- [TAREFA A REALIZAR]: No texto sobre sedação e preparação intestinal, enumere todas as características que, segundo ele, as preparações intestinais atuais oferecem.

Persistem receios quanto à segurança da sedação, nomeadamente a ideia de que “é mais arriscado estar a dormir”. Esta perceção, frequentemente baseada em relatos informais, carece de fundamento clínico.
A sedação, quando realizada por profissionais qualificados e em ambiente controlado, é segura e monitorizada continuamente. Um endoscopista experiente consegue reconhecer sinais precoces de risco através da técnica e da visualização direta, sem ser necessário o alarme dado pela dor para prevenir complicações.
É fundamental esclarecer que o consentimento informado inclui sempre a explicação sobre os riscos e benefícios da sedação, adaptada ao perfil clínico de cada doente.
A preparação intestinal continua a ser um desafio?
A preparação intestinal é, por vezes, encarada como a parte mais difícil do processo, especialmente no caso da colonoscopia. No entanto, as soluções atuais evoluíram significativamente.
Existem preparações com menor volume, sabores mais toleráveis e instruções mais claras. O objetivo mantém-se: obter uma limpeza eficaz do intestino para garantir uma visualização adequada. A escolha do tipo de preparação deve ser adaptada ao histórico e tolerância do doente.
É importante desmistificar a ideia de que “se sofre imenso” com a preparação. A educação prévia e a personalização do regime são fatores-chave para melhorar a experiência do doente.

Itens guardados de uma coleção
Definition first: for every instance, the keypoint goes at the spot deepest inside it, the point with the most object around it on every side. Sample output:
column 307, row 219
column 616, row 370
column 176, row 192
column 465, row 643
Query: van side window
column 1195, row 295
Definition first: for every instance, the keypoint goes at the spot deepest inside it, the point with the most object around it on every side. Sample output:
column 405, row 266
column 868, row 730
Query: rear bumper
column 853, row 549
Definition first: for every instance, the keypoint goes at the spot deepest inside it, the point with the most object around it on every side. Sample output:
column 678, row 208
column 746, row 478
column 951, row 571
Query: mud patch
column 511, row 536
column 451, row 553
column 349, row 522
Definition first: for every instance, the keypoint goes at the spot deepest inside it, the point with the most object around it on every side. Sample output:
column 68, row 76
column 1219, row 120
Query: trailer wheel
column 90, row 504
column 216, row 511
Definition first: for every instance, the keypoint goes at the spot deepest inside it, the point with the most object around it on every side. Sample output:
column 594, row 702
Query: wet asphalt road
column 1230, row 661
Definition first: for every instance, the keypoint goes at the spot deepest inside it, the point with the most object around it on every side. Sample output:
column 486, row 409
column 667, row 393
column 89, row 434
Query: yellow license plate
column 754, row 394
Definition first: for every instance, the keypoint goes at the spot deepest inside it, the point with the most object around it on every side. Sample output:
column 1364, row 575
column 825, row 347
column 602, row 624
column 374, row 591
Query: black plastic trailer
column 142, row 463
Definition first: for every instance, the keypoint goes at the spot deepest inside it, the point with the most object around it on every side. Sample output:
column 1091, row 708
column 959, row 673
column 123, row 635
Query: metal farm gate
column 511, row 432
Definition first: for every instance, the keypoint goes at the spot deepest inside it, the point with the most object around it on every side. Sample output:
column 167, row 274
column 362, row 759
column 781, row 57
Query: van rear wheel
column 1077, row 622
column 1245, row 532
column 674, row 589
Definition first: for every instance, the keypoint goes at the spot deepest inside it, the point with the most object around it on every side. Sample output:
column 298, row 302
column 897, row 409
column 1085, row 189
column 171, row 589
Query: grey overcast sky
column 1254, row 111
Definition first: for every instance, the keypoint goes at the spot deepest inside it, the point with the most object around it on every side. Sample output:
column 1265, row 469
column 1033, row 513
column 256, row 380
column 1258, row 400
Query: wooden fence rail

- [A SUA RESPOSTA]:
- menor volume
- sabores mais toleráveis
- instruções mais claras